====== Source data
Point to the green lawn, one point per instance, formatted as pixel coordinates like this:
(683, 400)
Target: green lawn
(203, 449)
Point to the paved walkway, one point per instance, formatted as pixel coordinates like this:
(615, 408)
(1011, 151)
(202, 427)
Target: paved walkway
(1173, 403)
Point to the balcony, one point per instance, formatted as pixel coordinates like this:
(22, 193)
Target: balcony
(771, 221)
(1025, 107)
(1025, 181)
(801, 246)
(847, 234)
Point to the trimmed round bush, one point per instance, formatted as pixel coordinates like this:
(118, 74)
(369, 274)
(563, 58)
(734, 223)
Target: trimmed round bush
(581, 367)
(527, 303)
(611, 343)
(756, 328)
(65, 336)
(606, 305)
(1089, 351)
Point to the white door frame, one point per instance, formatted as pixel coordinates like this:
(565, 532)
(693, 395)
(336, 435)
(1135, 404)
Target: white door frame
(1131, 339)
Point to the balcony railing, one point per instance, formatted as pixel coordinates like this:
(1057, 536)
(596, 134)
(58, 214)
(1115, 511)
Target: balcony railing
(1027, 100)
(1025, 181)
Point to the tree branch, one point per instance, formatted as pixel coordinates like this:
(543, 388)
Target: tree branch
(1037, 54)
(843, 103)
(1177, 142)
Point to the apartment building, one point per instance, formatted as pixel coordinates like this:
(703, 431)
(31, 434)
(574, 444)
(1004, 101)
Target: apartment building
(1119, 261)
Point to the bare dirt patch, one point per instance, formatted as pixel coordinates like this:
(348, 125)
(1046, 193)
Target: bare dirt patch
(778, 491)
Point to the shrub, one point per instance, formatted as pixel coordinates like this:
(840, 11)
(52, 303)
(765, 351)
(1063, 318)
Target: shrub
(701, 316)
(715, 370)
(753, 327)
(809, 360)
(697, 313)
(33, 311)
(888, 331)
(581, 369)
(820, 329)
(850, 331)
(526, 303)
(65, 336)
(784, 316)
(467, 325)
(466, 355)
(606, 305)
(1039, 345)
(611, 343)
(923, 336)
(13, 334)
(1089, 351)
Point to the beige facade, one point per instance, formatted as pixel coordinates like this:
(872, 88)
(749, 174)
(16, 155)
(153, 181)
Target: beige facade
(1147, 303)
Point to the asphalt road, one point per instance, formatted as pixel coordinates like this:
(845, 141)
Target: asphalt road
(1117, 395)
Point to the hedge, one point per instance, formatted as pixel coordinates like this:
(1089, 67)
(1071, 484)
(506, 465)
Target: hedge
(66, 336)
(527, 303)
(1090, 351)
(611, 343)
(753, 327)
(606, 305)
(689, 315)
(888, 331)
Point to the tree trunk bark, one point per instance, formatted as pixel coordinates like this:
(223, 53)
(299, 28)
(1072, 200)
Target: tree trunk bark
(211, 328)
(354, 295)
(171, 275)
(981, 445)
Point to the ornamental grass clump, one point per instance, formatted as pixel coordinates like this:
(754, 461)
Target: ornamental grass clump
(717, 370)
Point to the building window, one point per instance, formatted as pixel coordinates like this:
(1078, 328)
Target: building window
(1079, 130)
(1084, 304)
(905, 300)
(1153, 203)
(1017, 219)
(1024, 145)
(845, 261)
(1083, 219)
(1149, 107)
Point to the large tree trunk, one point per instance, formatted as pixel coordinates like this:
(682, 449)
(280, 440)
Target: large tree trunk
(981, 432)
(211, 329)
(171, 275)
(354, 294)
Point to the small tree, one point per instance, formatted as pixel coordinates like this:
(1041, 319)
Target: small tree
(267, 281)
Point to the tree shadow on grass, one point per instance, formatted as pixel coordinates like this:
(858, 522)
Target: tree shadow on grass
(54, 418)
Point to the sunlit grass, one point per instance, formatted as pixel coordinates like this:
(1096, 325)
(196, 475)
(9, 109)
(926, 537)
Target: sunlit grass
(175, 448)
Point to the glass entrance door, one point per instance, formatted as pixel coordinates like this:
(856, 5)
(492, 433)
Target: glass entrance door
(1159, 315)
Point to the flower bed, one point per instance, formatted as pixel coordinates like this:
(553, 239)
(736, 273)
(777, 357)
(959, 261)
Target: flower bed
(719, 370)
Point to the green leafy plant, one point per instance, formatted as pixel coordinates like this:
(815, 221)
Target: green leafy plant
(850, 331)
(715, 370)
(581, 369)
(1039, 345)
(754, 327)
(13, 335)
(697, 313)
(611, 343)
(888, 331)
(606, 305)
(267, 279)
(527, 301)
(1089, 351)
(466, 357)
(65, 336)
============
The response should reproduce every entry above exactly.

Point to the green lawn, one point per instance, formatted as pixel coordinates like this:
(683, 400)
Target: green lawn
(203, 449)
Point to the paved walkway, one point per instance, formatted as pixel coordinates like this:
(615, 408)
(1011, 151)
(202, 427)
Target: paved walkway
(1173, 403)
Point to the balcony, one point per instance, formatted as pixel coordinates like this:
(22, 193)
Target: balcony
(771, 221)
(1025, 107)
(1025, 181)
(801, 246)
(847, 234)
Point to the trimmed round bush, one point per instance, formatted as pixel coordinates like this:
(118, 74)
(369, 274)
(563, 58)
(734, 223)
Target: trimmed round bush
(581, 367)
(527, 303)
(611, 343)
(756, 328)
(65, 336)
(606, 305)
(1089, 351)
Point to the white door frame, one point per instance, formatted as pixel coordinates like this:
(565, 532)
(693, 395)
(336, 435)
(1135, 404)
Target: white door frame
(1131, 339)
Point to the balcony railing, one point per instance, formatted as pixel coordinates like this:
(1057, 536)
(596, 134)
(58, 214)
(1115, 511)
Target: balcony railing
(1027, 100)
(1025, 181)
Point to the tree branch, one point per instance, formatted as pixel coordinates like this:
(543, 388)
Target: tree branch
(1037, 54)
(843, 103)
(1177, 142)
Point to the apartment building, one point per instance, formatted as pixel coordinates like this:
(703, 431)
(31, 434)
(574, 444)
(1004, 101)
Target: apartment building
(1119, 261)
Point to the bare dirt patch, one point per instance, formatted as pixel coordinates like this:
(348, 125)
(1046, 193)
Target: bare dirt patch
(778, 491)
Point to the shrub, one point per instance, formatted as pixel coordinates like this:
(840, 11)
(52, 303)
(765, 351)
(1063, 318)
Target: shrub
(701, 316)
(715, 370)
(753, 327)
(809, 360)
(697, 313)
(33, 311)
(888, 331)
(581, 369)
(820, 329)
(850, 331)
(526, 303)
(65, 336)
(784, 316)
(467, 325)
(466, 355)
(606, 305)
(1039, 345)
(611, 343)
(923, 336)
(13, 334)
(1089, 351)
Point to the beige facade, one point per instance, formatted as pixel coordinates like this:
(872, 88)
(749, 174)
(16, 155)
(153, 181)
Target: beige facade
(1147, 303)
Point to the asphalt road, one point per instance, formatted as pixel coordinates like this:
(845, 141)
Target: asphalt road
(1117, 395)
Point to the hedge, one point per instance, formatted as pixel coordinates like this:
(1089, 67)
(1071, 484)
(506, 465)
Target: hedge
(66, 336)
(527, 303)
(1090, 351)
(611, 343)
(753, 327)
(606, 305)
(689, 315)
(888, 331)
Point to the tree trunk bark, one point per instance, formatted as pixel coordinates like this:
(223, 53)
(299, 28)
(1072, 200)
Target: tree trunk bark
(211, 328)
(354, 295)
(171, 275)
(981, 445)
Point to the ornamental grass clump, one point per instance, formatted as pixel coordinates like this:
(754, 461)
Target: ornamental grass clump
(717, 370)
Point to the building window, one point per instance, formatted as pixel coordinates like this:
(1078, 328)
Target: building window
(1079, 130)
(1084, 304)
(905, 300)
(1153, 203)
(1017, 219)
(1024, 145)
(845, 261)
(1083, 219)
(1149, 107)
Point to the large tree trunk, one point per instance, formatted as pixel coordinates like this:
(682, 449)
(280, 440)
Target: large tree trunk
(981, 432)
(211, 329)
(171, 275)
(354, 294)
Point to the small tree, one point per instance, formatted as pixel coordinates like this:
(1041, 319)
Target: small tree
(267, 281)
Point to the tree shadow on grass, one point per instance, formatted as pixel coordinates like this:
(858, 522)
Target: tree shadow on grass
(54, 418)
Point to the sunlit grass, one point per instance, formatted as pixel coordinates like this:
(1096, 325)
(196, 475)
(9, 109)
(926, 537)
Target: sunlit grass
(175, 448)
Point to the glass entrance door, one point per instance, formatted as pixel coordinates like this:
(856, 5)
(492, 433)
Target: glass entrance door
(1159, 315)
Point to the flower bed, one point per instance, formatted as pixel coordinates like this:
(553, 239)
(736, 273)
(777, 357)
(959, 261)
Target: flower bed
(719, 370)
Point to the green leafy plant, one point per instance, formatted as pixel coordinates like this:
(815, 221)
Target: green leafy plant
(850, 331)
(715, 370)
(581, 369)
(1039, 345)
(754, 327)
(13, 335)
(697, 313)
(611, 343)
(888, 331)
(606, 305)
(267, 279)
(527, 301)
(1089, 351)
(466, 357)
(65, 336)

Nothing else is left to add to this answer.